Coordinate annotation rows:
* * * *

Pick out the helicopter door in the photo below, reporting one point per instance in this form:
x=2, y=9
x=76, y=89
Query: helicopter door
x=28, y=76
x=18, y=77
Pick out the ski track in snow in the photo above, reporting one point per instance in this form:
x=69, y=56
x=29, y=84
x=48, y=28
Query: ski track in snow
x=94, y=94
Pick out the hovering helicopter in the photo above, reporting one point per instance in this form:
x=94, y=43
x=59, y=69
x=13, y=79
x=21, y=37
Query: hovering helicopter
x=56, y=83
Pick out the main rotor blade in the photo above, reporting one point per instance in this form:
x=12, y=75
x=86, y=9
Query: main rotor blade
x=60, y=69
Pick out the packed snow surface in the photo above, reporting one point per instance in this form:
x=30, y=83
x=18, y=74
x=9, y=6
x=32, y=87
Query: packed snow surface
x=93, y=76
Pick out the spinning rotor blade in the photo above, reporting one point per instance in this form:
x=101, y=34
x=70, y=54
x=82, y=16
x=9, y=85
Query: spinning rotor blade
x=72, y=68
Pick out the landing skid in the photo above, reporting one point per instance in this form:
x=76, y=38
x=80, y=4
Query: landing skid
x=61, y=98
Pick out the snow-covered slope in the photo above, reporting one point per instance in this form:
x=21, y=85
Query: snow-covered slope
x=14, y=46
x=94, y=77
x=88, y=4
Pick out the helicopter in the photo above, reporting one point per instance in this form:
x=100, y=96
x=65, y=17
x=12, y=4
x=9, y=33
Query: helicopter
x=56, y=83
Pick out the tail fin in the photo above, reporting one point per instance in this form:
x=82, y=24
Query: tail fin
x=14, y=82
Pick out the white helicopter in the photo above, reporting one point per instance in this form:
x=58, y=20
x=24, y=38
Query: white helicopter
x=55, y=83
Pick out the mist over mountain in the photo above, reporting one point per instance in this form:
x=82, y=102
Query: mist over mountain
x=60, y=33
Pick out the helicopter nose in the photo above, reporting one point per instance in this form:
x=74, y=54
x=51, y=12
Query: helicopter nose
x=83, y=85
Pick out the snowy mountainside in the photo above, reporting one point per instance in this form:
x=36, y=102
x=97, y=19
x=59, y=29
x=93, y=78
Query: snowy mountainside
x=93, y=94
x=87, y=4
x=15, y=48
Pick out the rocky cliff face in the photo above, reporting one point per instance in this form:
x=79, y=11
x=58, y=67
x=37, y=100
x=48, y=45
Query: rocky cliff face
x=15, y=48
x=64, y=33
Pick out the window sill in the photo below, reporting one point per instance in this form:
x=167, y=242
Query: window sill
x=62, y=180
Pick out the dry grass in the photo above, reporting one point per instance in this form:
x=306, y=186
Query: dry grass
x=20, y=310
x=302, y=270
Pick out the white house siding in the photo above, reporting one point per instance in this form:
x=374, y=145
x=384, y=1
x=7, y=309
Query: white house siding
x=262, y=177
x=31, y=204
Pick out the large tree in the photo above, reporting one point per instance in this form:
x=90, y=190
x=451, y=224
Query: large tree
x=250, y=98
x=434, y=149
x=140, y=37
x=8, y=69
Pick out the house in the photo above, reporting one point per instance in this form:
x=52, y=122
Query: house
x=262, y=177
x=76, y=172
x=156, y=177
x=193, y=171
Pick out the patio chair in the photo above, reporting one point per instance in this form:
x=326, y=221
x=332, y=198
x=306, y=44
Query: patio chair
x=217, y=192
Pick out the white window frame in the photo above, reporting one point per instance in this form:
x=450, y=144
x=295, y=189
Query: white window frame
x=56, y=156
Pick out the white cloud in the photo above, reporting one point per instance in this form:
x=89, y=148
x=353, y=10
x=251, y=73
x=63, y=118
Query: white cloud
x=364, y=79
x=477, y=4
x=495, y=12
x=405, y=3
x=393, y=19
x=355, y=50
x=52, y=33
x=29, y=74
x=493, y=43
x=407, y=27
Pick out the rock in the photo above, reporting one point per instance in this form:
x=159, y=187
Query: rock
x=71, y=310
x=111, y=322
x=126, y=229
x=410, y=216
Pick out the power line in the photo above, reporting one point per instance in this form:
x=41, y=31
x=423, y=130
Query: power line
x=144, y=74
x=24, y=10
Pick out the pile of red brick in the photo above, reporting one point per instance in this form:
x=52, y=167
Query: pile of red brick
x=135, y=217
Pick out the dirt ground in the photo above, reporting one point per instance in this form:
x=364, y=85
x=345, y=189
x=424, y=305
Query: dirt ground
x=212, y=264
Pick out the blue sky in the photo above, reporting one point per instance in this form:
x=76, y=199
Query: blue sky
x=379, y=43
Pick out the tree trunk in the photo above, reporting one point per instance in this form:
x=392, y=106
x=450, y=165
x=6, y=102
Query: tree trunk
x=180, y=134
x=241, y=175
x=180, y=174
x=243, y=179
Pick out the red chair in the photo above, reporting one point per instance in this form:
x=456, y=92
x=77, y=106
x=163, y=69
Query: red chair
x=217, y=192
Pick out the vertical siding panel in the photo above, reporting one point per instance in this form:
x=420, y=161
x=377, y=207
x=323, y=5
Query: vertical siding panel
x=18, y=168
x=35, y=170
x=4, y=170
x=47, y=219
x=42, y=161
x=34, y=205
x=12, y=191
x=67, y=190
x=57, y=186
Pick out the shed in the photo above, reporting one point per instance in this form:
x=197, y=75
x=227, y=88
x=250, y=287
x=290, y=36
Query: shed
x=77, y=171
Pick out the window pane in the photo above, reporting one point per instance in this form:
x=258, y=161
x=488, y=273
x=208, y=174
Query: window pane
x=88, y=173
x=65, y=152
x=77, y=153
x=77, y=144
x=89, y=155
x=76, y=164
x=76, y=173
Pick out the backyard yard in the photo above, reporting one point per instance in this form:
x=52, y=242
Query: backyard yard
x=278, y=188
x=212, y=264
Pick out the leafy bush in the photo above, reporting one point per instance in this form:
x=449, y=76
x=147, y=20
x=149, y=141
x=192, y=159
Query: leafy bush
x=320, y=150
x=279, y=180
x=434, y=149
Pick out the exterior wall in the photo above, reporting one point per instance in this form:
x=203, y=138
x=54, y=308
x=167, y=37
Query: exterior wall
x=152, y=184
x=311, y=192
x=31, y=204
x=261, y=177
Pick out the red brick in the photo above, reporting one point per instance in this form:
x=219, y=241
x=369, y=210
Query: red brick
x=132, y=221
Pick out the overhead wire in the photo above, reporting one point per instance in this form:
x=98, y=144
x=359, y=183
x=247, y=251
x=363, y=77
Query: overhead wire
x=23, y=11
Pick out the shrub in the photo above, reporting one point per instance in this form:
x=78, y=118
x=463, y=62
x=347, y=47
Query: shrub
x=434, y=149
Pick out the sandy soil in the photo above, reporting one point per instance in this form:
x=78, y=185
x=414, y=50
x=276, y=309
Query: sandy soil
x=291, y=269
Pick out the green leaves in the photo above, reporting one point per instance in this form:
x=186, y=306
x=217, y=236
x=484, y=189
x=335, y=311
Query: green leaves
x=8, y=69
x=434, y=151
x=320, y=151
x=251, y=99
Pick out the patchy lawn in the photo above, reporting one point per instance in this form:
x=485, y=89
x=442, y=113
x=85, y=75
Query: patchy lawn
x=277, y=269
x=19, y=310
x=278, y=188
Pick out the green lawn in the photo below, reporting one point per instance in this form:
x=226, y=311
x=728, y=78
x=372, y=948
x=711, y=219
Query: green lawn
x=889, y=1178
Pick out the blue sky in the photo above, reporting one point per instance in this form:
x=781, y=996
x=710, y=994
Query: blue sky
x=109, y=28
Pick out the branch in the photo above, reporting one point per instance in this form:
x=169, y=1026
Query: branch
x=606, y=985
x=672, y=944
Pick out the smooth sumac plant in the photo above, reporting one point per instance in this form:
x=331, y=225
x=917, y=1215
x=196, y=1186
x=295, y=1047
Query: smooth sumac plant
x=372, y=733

* * * *

Please output all of the rows above again, unchanged and character for character.

Pick out the helicopter door in the photo below, reporting one point per instance in this form:
x=2, y=9
x=76, y=89
Query: helicopter door
x=28, y=76
x=18, y=77
Pick out the ski track in snow in the photo above, reporting one point per instance in this form:
x=69, y=56
x=29, y=84
x=48, y=28
Query: ski track in snow
x=94, y=94
Pick out the hovering helicopter in the photo above, reporting one point per instance in this form:
x=94, y=43
x=59, y=69
x=13, y=79
x=21, y=37
Query: hovering helicopter
x=56, y=83
Pick out the main rotor blade in the photo above, reporting one point per instance in this form:
x=12, y=75
x=86, y=9
Query: main rotor blade
x=60, y=69
Pick out the packed snow surface in the photo above, reporting one point per instance in this form:
x=30, y=83
x=18, y=74
x=9, y=6
x=32, y=87
Query: packed snow surface
x=93, y=76
Pick out the spinning rotor blade in the photo above, reporting one point per instance in this form:
x=101, y=34
x=70, y=54
x=82, y=16
x=9, y=85
Query: spinning rotor blade
x=72, y=68
Pick out the landing skid in the photo above, reporting one point per instance in this form:
x=76, y=38
x=80, y=4
Query: landing skid
x=61, y=98
Pick out the snow-covered slope in the photo above, reporting one point per instance in this form:
x=21, y=85
Query: snow-covered slope
x=14, y=46
x=94, y=77
x=88, y=4
Pick out the helicopter in the photo above, reporting one point per instance in this form:
x=100, y=96
x=65, y=17
x=12, y=4
x=9, y=33
Query: helicopter
x=56, y=83
Pick out the tail fin in the photo above, reporting one point per instance in this form:
x=82, y=24
Query: tail fin
x=14, y=82
Pick out the white helicopter in the photo above, reporting one point per instance in this form:
x=58, y=20
x=24, y=38
Query: white helicopter
x=55, y=83
Pick out the mist over mountain in the photo above, reporting one point per instance in this form:
x=82, y=102
Query: mist over mountain
x=60, y=33
Pick out the helicopter nose in the photo above, reporting one point per instance in this form:
x=74, y=54
x=51, y=12
Query: helicopter nose
x=83, y=85
Pick out the snowy mountainside in the photo above, reporting one point per instance in this form:
x=36, y=102
x=97, y=19
x=59, y=29
x=93, y=78
Query: snowy mountainside
x=93, y=94
x=87, y=4
x=15, y=48
Pick out the rocky cliff face in the photo above, reporting one point per instance in this form:
x=79, y=11
x=58, y=67
x=37, y=100
x=48, y=45
Query: rocky cliff face
x=15, y=48
x=64, y=33
Pick out the window sill in the photo below, reporting one point per instance in this form:
x=167, y=242
Query: window sill
x=62, y=180
Pick out the dry grass in the photo above, reporting one point per instance in this form:
x=306, y=186
Query: dry grass
x=20, y=310
x=302, y=270
Pick out the white house siding in the photo above, reporting one point per instance in this form:
x=374, y=145
x=384, y=1
x=7, y=309
Query: white house siding
x=262, y=177
x=31, y=204
Pick out the large tree in the photo above, reporting one point per instance in this form:
x=90, y=190
x=451, y=224
Query: large tree
x=250, y=98
x=434, y=149
x=140, y=37
x=8, y=69
Pick out the house in the photo above, reporting one point per instance in this form:
x=52, y=122
Query: house
x=262, y=177
x=76, y=172
x=156, y=177
x=193, y=171
Pick out the patio chair in the photo above, reporting one point per instance in this form:
x=326, y=221
x=332, y=198
x=306, y=44
Query: patio chair
x=217, y=192
Pick out the white window frame in the photo above, reporting one point per instance in this form:
x=450, y=144
x=295, y=189
Query: white window frame
x=56, y=156
Pick out the white cloud in the photo above, reporting one point per instance in this form:
x=89, y=148
x=353, y=10
x=251, y=73
x=63, y=118
Query: white cloud
x=364, y=79
x=477, y=4
x=495, y=12
x=405, y=3
x=393, y=19
x=355, y=50
x=52, y=33
x=29, y=74
x=493, y=43
x=407, y=27
Pick out the rock in the photo above, reporting one point per instance in this form:
x=159, y=187
Query: rock
x=71, y=310
x=111, y=322
x=126, y=229
x=410, y=216
Pick out the power line in the photo above, reporting one point per instance in this form:
x=41, y=31
x=423, y=130
Query: power line
x=144, y=74
x=24, y=10
Pick out the pile of red brick in the photo above, reporting one point per instance in this form:
x=52, y=167
Query: pile of red brick
x=135, y=217
Pick out the dirt ground in the photo above, reporting one point per instance in this form:
x=364, y=85
x=345, y=189
x=424, y=305
Query: dirt ground
x=212, y=264
Pick out the blue sky in the photo above, reporting one point per instance in this form:
x=76, y=199
Query: blue sky
x=379, y=43
Pick out the tree trunk in the photo above, reporting one point per instance in this form:
x=392, y=106
x=450, y=165
x=6, y=102
Query: tree trunk
x=180, y=134
x=241, y=175
x=180, y=174
x=243, y=179
Pick out the red chair in the photo above, reporting one point per instance in this form:
x=456, y=92
x=77, y=106
x=163, y=69
Query: red chair
x=217, y=192
Pick out the vertical siding panel in the photo above, reporting one point per instance in this form:
x=420, y=161
x=377, y=207
x=323, y=5
Query: vertical siding panel
x=18, y=168
x=35, y=170
x=4, y=170
x=47, y=219
x=42, y=161
x=34, y=205
x=12, y=191
x=67, y=190
x=57, y=186
Pick out the shed in the photo above, reporting one point per instance in this form:
x=197, y=75
x=227, y=88
x=250, y=287
x=290, y=36
Query: shed
x=77, y=171
Pick out the window pane in the photo above, reporting one point per instance in this form:
x=258, y=161
x=488, y=273
x=208, y=174
Query: window pane
x=88, y=173
x=65, y=152
x=77, y=153
x=77, y=144
x=89, y=155
x=76, y=164
x=76, y=173
Pick out the backyard yard in the photo above, reporting one point per instance in this form:
x=52, y=242
Query: backyard yard
x=278, y=188
x=212, y=264
Pick out the leafy bush in the photo above, reporting one point per instance in this form:
x=449, y=76
x=147, y=20
x=149, y=141
x=192, y=159
Query: leafy bush
x=320, y=150
x=279, y=180
x=434, y=149
Pick out the exterior wall in the photo above, reporting one point per instance in this form:
x=203, y=138
x=54, y=308
x=167, y=37
Query: exterior wall
x=152, y=184
x=311, y=192
x=31, y=204
x=261, y=177
Pick out the red brick in the photo above, reporting one point per instance in this form:
x=219, y=241
x=369, y=210
Query: red brick
x=132, y=221
Pick out the overhead wire in the photo above, reporting one point per instance in this form:
x=98, y=144
x=359, y=183
x=247, y=251
x=363, y=77
Query: overhead wire
x=23, y=11
Pick out the shrub in the photo above, reporting one point per instance in this form:
x=78, y=118
x=463, y=62
x=347, y=47
Query: shrub
x=434, y=149
Pick out the sandy soil in the photo above, reporting one point per instance in this form:
x=78, y=185
x=414, y=50
x=276, y=309
Query: sandy soil
x=291, y=269
Pick out the green leaves in the photo above, reporting one point per instance in this form:
x=186, y=306
x=217, y=236
x=484, y=189
x=335, y=311
Query: green leaves
x=8, y=69
x=434, y=151
x=320, y=151
x=251, y=99
Pick out the patchy lawn in the photo above, reporting one point per instance in this form:
x=485, y=89
x=442, y=113
x=85, y=75
Query: patchy lawn
x=277, y=269
x=19, y=310
x=278, y=188
Pick out the green lawn in the photo below, reporting one point per instance in this form:
x=226, y=311
x=728, y=78
x=372, y=948
x=711, y=219
Query: green lawn
x=889, y=1178
Pick out the blue sky in the photo above, reporting one point per instance in this form:
x=781, y=996
x=710, y=994
Query: blue sky
x=109, y=28
Pick out the branch in the photo above, reporting one point per instance in this form:
x=169, y=1026
Query: branch
x=606, y=985
x=672, y=944
Pick out the smooth sumac plant in the photo above, reporting one point per instance in this form:
x=331, y=225
x=917, y=1215
x=196, y=1186
x=295, y=1047
Query: smooth sumac plant
x=372, y=733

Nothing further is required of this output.